[Supplied data]:
◇ ◇ ◇ ◇
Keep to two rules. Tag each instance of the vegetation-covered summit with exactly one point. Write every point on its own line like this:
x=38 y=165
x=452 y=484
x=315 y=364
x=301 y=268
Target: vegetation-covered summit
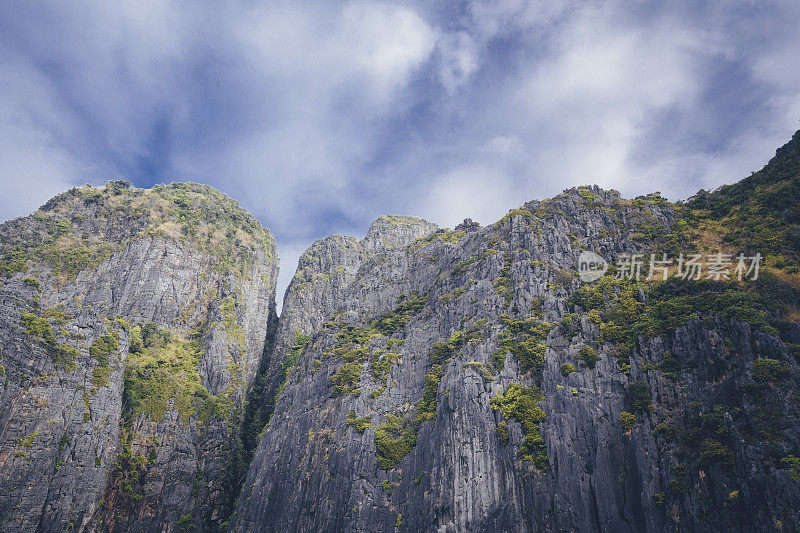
x=81 y=227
◇ ◇ ◇ ◇
[Given instruction]:
Can you convert these lines into a JSON list of strings, with one string for each line and no blank lines? Leave the pictures out of the answer.

[Completed exercise]:
[
  "Keep to two rules. Tag each instance of the vegetation-covered summit with exactly one point. Write every point on its own line like this:",
  "x=38 y=165",
  "x=452 y=484",
  "x=315 y=364",
  "x=301 y=268",
  "Target: vegetation-covered summit",
  "x=81 y=227"
]